> **Requirement 1**: From the passage on the cost-minimization algorithm, copy word for word the part that opens with the words containing "which is the" and closes with "the column sequence].)".
> **Requirement 2**: Quote the listing exactly, from its very first line through the line containing "[8,103,47,214]", with both of those lines included.

> **Given text**:
+-------+
D(i,j,3) = "substitution cost"
- The algorithm proceeds recursively, by columns or rows (it doesn't
matter) That is one calculates (by rows) D(0,1,4), then D(0,2,4) to D(0,len(1)+1,4)
then D(1,1,4), D(1,2,4) etc. until one reaches D(len(2)+1, len(1)+1, 4)
which is the final result
At each stage, we calculate D(i,j,4) by the following minimization:
D(i-1,j,4) + D(i,j,1)
(total cost to get to the cell above the present cell plus cost of entering
the present cell by inserting in the sequence spanning the rows [i.e. "deleting"
in the column sequence].)
D(i,j,4) = MIN D(i,j-1,4) + D(i,j,2)
(total cost to get to the cell to the left of the present cell plus cost
of entering the present cell by inserting in the sequence spanning the
columns [i.e., "deleting" in the row sequence.)
D(i-1,j-1,4) + D(i,j,3)
(total cost to get to the cell above and to the left plus cost of entering
the present cell by substituting the row element for the column element)
- Notes on other algorithms.
+-------+
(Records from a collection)
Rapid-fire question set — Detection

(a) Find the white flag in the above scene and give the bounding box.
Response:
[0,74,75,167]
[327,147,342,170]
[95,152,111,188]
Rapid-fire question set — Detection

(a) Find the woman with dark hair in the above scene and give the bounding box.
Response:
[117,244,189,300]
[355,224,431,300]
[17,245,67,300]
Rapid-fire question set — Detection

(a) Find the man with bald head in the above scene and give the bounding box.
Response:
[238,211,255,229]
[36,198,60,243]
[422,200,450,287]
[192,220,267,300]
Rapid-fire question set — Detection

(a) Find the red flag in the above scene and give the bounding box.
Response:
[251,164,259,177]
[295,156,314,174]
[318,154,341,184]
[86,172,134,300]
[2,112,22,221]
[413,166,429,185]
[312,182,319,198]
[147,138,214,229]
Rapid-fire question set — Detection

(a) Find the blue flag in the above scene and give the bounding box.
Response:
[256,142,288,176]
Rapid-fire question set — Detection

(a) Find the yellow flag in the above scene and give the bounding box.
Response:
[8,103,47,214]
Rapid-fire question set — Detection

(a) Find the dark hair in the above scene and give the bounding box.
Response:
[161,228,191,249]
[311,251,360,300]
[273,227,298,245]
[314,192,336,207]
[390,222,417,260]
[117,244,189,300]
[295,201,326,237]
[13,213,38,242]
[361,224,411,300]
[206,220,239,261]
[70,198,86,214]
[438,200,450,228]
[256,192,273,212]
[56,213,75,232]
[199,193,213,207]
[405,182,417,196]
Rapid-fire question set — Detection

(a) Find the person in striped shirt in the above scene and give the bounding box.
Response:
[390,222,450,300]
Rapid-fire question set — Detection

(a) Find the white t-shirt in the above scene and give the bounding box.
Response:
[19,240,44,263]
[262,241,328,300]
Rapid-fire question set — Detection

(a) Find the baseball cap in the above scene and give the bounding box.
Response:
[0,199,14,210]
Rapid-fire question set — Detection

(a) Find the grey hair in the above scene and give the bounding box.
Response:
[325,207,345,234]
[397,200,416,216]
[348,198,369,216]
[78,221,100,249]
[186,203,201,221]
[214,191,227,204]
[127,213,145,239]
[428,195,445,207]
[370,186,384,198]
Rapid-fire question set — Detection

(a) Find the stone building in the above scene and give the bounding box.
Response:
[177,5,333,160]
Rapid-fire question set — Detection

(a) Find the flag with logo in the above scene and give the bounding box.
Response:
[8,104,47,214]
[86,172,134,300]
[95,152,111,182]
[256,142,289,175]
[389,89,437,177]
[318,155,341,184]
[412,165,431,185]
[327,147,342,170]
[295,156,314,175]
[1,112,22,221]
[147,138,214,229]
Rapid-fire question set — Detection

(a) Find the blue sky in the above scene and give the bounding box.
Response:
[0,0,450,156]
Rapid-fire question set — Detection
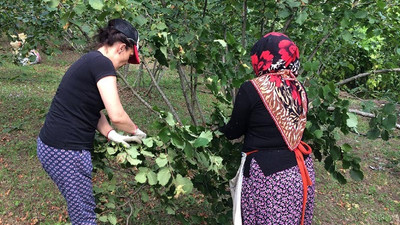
+-------+
> **Correct result 1**:
which is the final result
At each stage, we calculate D(i,j,4) by the following minimization:
D(i-1,j,4) + D(i,j,1)
(total cost to get to the cell above the present cell plus cost of entering
the present cell by inserting in the sequence spanning the rows [i.e. "deleting"
in the column sequence].)

> **Correct result 2**:
Rapid-fire question set — Detection

(a) Find the white flag in the above scene and give the bounding box.
Response:
[0,74,75,167]
[327,147,342,170]
[95,152,111,188]
Rapid-fire question set — Detection

(a) Find the woman with dark hair in the above scene and give the bounding box.
Response:
[117,244,189,300]
[355,224,431,300]
[17,245,67,300]
Rapid-fire question set — Detection

(a) Find the man with bald head in the above scene and give the bounding box.
Response:
[238,211,255,229]
[36,198,60,243]
[422,200,450,287]
[192,220,267,300]
Rapid-fire question set — Detection

(a) Find the red flag in the above scene and give the bounding box.
Response:
[251,164,259,177]
[295,156,314,174]
[318,154,341,184]
[86,172,134,300]
[2,112,22,221]
[413,166,429,185]
[312,182,319,198]
[147,138,214,229]
Rapid-fire question set — Detection

(a) Find the blue flag in the above scene and give the bounding box.
Response:
[256,142,288,176]
Rapid-fire question set — Detection

(a) Find the yellow flag in the above scene and give the bounding box.
Response:
[8,103,47,214]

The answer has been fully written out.